* **Written request**
The line containing "Target: shadow on water" marks where to begin; quote it and every line after it through the end of the data, exactly as written.
::: Task inputs
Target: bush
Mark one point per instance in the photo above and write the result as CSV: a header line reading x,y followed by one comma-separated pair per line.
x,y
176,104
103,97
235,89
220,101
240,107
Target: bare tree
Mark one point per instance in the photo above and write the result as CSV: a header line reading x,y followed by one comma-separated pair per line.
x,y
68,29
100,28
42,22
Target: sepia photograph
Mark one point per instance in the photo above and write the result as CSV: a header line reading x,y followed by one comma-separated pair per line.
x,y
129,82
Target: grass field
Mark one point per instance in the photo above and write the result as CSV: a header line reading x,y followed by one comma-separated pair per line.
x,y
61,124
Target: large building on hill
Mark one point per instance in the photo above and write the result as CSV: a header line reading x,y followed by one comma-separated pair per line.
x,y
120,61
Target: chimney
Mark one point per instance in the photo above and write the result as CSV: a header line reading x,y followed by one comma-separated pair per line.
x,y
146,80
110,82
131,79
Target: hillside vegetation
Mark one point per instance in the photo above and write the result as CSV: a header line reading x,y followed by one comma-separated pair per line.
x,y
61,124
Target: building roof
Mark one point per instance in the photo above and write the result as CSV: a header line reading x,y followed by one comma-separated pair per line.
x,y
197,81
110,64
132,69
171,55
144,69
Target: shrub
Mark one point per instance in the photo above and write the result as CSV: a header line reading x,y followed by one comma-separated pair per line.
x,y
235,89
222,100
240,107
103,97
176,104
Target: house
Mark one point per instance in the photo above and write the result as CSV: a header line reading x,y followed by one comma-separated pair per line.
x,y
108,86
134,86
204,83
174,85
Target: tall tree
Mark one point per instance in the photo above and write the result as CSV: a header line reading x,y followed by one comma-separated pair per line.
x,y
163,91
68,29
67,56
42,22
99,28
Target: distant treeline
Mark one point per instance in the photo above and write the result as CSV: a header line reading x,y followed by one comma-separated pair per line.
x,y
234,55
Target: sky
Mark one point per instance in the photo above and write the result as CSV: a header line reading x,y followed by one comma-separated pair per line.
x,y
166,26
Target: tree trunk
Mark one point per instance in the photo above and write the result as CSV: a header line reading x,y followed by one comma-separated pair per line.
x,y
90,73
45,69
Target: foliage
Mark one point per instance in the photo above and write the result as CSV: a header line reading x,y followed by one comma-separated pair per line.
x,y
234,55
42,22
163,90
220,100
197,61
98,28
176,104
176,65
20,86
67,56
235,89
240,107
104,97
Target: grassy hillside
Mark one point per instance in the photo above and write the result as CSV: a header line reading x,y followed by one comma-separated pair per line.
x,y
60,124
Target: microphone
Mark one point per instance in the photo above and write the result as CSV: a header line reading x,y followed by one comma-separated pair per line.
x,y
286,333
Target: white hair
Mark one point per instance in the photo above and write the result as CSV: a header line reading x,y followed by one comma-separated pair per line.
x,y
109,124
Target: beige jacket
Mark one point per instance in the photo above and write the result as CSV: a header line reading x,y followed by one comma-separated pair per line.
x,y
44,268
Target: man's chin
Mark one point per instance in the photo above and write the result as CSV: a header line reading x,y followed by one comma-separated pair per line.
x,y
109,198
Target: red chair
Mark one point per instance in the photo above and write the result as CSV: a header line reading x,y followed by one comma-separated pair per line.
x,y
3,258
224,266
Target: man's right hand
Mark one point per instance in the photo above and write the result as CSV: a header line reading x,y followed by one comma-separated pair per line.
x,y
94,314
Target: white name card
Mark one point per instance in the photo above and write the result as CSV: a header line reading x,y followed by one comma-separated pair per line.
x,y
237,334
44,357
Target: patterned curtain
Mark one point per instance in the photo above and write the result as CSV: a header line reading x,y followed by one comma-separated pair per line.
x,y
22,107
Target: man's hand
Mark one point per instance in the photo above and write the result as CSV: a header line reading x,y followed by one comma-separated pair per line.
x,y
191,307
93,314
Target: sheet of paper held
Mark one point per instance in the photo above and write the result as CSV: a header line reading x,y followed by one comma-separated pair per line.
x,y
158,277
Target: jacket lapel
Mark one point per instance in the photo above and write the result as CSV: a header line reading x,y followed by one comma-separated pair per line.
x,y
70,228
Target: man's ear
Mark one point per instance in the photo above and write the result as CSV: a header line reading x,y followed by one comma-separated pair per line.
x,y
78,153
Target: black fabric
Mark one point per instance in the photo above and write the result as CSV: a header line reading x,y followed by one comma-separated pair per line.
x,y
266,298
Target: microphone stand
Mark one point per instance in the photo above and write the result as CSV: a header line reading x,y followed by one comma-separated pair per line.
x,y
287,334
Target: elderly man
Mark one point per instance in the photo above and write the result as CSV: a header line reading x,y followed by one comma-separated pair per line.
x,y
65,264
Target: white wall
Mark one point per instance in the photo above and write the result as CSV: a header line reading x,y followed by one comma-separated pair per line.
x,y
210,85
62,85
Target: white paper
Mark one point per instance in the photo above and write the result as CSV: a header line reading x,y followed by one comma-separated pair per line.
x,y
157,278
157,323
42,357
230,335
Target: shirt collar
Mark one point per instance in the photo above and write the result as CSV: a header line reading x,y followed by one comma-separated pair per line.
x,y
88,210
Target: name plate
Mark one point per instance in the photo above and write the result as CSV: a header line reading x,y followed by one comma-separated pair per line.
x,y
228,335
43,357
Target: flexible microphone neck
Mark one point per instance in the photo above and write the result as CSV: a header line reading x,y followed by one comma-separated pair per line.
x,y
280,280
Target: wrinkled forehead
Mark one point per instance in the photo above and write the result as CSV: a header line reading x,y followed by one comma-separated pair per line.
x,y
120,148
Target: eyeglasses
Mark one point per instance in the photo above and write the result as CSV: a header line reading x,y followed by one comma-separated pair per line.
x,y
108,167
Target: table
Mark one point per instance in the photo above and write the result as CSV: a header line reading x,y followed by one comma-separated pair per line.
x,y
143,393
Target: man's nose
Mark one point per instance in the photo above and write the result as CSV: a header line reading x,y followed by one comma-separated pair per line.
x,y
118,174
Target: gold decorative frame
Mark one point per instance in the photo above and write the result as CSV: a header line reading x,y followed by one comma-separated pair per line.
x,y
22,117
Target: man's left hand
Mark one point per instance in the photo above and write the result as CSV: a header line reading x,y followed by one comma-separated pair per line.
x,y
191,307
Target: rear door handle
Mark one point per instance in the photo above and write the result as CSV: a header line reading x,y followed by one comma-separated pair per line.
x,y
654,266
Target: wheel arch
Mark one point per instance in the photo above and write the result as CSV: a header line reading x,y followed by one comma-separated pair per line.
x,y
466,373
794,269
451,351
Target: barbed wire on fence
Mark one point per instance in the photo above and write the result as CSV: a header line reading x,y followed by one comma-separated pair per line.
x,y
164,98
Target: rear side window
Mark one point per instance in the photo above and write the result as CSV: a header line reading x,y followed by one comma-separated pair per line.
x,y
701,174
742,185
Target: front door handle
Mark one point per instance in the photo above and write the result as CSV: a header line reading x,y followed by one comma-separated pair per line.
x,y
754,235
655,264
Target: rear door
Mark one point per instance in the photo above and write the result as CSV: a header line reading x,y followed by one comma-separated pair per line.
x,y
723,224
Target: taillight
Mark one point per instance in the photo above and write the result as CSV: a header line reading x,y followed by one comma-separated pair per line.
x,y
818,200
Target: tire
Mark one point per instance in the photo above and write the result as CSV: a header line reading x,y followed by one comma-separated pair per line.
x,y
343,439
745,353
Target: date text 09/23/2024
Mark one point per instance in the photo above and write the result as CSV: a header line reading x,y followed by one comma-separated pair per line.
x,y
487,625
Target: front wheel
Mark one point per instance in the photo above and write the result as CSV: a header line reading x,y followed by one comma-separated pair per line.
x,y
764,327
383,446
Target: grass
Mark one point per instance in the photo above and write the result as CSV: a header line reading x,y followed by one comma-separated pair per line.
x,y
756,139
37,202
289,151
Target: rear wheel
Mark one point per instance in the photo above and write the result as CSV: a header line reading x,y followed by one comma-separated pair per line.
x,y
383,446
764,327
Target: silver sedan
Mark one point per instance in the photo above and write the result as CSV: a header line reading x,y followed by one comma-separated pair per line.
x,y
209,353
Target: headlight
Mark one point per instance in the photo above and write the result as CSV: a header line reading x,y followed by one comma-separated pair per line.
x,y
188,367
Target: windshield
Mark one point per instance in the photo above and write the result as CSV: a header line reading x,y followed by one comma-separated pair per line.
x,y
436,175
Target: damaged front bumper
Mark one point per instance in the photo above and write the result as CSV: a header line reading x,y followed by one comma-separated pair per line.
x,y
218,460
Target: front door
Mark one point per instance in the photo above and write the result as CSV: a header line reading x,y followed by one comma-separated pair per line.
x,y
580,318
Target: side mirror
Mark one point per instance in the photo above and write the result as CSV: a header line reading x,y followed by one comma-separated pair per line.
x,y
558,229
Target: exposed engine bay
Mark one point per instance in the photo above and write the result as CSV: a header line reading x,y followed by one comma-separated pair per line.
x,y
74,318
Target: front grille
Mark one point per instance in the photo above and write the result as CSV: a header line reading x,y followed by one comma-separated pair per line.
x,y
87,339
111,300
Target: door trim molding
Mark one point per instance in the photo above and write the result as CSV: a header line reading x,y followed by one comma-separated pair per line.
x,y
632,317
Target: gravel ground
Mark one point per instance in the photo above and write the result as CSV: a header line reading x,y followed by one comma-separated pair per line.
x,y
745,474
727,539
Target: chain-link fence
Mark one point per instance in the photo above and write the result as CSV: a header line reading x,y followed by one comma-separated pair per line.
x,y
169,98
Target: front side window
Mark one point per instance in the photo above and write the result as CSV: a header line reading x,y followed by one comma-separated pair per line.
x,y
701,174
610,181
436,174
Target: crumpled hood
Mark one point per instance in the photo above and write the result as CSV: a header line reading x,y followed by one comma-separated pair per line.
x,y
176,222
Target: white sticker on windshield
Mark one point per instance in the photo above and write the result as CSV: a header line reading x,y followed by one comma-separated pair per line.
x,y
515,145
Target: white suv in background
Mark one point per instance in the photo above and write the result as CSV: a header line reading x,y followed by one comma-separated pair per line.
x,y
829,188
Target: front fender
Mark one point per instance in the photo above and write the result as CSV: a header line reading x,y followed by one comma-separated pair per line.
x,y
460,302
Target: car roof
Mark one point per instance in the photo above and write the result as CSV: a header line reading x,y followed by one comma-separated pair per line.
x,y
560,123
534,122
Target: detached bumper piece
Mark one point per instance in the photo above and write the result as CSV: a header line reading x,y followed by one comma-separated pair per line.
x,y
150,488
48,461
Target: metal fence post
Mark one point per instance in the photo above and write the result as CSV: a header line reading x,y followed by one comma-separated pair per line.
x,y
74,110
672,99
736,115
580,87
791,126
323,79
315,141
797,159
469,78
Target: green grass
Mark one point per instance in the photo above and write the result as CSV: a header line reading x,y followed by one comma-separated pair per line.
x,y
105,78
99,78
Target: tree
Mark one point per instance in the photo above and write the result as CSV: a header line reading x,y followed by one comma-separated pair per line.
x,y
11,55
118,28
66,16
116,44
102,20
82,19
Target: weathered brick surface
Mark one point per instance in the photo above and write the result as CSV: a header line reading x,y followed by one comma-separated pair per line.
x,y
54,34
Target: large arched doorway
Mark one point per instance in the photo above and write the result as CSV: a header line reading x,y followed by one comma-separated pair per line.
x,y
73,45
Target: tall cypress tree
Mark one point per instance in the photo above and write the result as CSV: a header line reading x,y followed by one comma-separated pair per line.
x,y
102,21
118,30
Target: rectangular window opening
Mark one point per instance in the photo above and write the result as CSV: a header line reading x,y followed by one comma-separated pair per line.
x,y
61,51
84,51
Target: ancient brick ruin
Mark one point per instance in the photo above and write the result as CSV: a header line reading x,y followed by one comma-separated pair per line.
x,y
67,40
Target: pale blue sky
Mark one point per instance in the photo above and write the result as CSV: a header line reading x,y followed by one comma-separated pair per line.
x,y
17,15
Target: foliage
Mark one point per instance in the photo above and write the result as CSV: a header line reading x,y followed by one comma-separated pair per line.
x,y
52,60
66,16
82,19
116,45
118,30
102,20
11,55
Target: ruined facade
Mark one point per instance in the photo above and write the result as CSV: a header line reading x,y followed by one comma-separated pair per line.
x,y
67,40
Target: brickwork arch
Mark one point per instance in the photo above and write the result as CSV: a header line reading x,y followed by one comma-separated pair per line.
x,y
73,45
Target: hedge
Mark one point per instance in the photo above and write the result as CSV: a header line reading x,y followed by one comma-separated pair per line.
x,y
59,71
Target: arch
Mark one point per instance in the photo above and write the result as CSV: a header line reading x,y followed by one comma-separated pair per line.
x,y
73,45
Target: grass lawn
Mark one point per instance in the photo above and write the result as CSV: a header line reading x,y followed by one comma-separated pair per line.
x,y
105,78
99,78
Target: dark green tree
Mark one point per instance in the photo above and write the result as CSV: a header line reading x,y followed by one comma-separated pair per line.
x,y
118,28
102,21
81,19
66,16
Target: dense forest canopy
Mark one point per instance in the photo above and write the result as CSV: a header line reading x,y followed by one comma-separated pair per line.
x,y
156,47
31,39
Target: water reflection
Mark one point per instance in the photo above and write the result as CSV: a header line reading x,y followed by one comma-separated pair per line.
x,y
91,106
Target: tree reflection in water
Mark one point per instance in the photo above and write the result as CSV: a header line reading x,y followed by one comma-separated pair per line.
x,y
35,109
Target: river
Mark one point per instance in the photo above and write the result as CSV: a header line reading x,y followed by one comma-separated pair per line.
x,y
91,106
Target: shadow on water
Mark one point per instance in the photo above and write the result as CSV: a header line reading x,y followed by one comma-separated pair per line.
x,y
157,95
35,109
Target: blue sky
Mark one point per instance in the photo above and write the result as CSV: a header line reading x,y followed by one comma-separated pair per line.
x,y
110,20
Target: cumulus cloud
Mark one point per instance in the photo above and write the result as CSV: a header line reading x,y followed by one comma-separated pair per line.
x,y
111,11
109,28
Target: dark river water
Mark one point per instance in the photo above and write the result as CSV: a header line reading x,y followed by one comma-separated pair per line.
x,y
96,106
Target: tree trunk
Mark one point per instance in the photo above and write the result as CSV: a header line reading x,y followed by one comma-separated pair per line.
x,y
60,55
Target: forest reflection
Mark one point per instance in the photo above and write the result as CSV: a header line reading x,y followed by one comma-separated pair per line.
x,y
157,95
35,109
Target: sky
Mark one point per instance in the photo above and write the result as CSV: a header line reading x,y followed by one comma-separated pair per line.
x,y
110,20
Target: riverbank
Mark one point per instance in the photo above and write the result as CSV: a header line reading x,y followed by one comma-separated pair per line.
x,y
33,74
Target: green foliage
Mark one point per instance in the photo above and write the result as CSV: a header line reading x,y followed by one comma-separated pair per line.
::::::
* **Output**
Target: shadow on water
Mark one point per instance in the photo above and write the result as CSV: a header line reading x,y followed by one comma-separated pair per line.
x,y
157,95
35,109
Target: blue sky
Mark one point per instance in the photo above and write the result as CSV: a header line reading x,y followed by one comma-separated pair per line.
x,y
110,20
Target: cumulus cloud
Mark one point per instance in the photo above and write the result as CSV: a header line reading x,y followed by one comma-separated pair per line.
x,y
111,11
109,28
Target: dark river water
Mark one point per instance in the photo above and write the result as CSV: a header line reading x,y followed by one comma-separated pair per line.
x,y
96,106
Target: tree trunk
Mark one point per instance in the photo above and write the result as CSV: a header line reading x,y followed by one comma-separated pair per line.
x,y
60,55
Target: forest reflection
Mark one point per instance in the photo above and write the result as CSV: a header line reading x,y followed by one comma-separated pair per line.
x,y
157,95
35,109
Target: sky
Mark one point per instance in the photo above and write the result as CSV: a header line reading x,y followed by one comma-separated pair per line.
x,y
110,20
Target: riverbank
Mark one point per instance in the photo above and write the result as CSV: a header line reading x,y followed by one comma-separated pair per line.
x,y
33,74
Target: green foliage
Mark one point per instance in the photo above and write the result as CSV: a header line reading x,y followed by one comma-separated pair per line.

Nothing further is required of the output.